_What you will do:_ Read through the listing below and return only the lines containing "overcast".

_Material for this exercise:_
>>>>

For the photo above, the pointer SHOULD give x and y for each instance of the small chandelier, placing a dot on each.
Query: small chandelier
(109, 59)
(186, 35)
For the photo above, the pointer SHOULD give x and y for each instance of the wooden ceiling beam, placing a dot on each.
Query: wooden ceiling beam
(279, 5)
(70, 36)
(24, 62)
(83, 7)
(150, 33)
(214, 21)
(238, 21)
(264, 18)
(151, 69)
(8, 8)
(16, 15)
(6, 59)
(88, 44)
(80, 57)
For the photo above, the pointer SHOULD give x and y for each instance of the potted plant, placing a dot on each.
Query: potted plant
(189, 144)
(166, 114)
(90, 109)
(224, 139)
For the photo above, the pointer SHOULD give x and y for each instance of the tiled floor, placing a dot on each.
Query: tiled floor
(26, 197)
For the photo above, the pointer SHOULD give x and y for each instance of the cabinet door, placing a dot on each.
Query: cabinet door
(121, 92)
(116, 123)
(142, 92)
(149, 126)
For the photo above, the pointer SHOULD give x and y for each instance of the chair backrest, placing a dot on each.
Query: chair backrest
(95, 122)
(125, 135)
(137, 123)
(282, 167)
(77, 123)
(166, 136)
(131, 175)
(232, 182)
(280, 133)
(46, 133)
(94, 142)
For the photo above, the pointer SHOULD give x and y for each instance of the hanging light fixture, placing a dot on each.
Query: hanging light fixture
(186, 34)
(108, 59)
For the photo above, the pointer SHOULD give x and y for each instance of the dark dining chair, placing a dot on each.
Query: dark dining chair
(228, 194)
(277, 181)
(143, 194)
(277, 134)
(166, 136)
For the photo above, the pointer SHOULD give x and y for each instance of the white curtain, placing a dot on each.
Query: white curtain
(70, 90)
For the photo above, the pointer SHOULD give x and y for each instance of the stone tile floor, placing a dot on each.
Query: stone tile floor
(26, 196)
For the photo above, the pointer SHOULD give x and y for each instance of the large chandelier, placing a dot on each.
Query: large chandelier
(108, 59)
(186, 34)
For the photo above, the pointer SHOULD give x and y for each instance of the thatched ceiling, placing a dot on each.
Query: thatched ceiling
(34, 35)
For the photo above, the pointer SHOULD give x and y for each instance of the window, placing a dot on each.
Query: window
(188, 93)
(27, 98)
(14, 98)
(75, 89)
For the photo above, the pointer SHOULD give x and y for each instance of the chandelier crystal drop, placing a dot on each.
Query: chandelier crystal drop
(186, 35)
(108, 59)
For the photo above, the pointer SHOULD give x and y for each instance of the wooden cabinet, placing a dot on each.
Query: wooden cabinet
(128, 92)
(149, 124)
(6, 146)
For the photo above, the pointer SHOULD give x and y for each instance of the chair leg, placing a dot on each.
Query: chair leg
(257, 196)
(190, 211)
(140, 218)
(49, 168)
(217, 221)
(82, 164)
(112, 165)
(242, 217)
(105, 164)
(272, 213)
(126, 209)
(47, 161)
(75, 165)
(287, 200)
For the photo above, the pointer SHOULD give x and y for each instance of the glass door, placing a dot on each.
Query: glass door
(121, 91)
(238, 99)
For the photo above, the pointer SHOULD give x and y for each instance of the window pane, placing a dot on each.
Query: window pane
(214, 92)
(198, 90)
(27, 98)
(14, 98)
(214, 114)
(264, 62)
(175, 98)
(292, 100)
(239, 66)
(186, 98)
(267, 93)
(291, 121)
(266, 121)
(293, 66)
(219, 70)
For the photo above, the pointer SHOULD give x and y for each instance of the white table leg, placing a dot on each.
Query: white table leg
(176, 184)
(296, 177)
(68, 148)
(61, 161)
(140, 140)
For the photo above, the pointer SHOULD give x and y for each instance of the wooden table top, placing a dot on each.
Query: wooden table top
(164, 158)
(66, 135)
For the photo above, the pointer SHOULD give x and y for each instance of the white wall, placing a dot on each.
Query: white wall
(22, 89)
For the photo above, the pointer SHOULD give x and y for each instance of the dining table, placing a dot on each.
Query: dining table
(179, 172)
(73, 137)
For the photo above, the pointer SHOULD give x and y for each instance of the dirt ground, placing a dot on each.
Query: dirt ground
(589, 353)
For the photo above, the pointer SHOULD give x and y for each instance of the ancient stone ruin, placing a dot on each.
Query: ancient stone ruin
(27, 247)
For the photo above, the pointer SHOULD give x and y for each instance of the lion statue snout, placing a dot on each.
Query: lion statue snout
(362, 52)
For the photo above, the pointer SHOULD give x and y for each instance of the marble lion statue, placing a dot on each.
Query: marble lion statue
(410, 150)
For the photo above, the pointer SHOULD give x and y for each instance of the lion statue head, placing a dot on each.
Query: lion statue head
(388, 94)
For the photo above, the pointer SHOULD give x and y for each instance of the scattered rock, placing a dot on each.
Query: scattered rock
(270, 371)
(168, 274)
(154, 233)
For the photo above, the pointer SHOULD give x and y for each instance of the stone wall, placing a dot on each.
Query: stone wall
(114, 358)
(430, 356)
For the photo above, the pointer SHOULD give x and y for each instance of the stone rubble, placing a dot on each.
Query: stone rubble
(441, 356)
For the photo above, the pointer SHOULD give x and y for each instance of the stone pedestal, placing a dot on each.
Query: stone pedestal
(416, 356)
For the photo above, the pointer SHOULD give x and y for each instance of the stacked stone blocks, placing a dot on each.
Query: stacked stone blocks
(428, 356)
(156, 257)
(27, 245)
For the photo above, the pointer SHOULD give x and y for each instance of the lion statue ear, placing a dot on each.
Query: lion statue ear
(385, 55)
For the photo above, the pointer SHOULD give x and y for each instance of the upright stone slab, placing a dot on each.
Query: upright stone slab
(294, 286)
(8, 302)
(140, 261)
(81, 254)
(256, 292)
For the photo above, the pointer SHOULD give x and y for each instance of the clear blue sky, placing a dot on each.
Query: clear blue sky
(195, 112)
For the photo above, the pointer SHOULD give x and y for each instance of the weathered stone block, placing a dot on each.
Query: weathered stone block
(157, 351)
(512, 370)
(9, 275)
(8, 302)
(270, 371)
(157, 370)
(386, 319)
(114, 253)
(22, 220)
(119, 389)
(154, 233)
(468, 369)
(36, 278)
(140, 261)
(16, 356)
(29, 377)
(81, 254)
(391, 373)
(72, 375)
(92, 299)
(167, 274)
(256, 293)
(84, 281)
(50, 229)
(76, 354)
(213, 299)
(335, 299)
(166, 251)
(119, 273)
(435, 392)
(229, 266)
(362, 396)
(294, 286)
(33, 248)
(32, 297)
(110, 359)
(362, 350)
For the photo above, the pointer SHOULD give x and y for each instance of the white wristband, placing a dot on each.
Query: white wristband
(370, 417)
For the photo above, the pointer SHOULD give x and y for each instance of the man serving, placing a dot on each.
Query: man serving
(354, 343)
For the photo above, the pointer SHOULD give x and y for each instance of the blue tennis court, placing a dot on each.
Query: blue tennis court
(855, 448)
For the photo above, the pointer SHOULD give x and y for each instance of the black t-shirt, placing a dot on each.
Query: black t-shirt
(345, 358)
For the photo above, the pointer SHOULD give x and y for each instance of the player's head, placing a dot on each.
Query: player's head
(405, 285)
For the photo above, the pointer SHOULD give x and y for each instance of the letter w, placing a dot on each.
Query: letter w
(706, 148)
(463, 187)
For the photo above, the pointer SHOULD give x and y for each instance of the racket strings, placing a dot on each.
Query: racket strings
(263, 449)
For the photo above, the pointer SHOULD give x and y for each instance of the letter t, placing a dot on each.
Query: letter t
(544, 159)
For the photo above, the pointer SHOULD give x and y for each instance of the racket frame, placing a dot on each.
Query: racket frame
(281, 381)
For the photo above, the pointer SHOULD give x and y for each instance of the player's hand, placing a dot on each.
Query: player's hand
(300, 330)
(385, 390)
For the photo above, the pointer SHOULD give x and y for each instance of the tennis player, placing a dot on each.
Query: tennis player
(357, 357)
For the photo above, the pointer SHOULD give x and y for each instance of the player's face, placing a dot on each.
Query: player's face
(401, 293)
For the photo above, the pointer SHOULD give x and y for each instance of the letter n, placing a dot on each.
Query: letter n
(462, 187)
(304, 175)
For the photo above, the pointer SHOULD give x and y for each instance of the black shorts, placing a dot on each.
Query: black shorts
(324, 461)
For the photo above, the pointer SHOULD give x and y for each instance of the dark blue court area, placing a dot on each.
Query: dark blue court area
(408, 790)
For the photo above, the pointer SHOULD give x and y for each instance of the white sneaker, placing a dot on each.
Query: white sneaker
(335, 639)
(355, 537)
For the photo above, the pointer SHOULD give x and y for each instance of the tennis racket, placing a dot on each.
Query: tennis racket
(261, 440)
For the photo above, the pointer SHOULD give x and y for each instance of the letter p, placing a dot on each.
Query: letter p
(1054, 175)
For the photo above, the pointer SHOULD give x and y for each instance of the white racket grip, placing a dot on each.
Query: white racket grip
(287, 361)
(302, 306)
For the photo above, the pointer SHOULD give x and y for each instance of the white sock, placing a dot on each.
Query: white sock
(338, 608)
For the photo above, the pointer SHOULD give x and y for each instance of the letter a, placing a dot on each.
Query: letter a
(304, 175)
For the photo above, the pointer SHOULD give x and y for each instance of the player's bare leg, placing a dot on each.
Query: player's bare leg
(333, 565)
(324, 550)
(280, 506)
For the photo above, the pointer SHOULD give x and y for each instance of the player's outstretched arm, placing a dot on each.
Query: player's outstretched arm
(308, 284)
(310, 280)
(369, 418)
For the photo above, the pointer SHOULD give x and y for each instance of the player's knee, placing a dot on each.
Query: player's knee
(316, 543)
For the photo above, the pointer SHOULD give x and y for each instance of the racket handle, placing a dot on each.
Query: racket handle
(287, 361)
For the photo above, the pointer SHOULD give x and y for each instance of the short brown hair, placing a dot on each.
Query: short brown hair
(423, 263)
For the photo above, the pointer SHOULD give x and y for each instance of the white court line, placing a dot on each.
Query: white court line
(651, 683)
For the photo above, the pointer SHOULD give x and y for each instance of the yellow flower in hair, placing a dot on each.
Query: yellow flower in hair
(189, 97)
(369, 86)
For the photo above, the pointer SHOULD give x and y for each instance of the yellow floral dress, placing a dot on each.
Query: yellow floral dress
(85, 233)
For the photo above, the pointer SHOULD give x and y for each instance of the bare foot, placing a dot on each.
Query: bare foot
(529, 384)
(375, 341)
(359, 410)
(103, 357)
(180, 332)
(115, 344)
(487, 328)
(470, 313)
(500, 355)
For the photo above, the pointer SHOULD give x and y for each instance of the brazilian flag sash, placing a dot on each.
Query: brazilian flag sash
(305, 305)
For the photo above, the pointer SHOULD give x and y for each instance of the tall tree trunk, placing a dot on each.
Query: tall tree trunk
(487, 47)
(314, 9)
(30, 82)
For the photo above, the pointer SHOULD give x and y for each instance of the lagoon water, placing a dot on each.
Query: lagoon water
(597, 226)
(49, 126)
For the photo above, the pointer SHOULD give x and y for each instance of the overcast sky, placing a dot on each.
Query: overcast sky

<<<<

_Answer section:_
For the photo above, the pointer SHOULD give x and y for each instance of the overcast sky, placing a dot on each.
Query: overcast sky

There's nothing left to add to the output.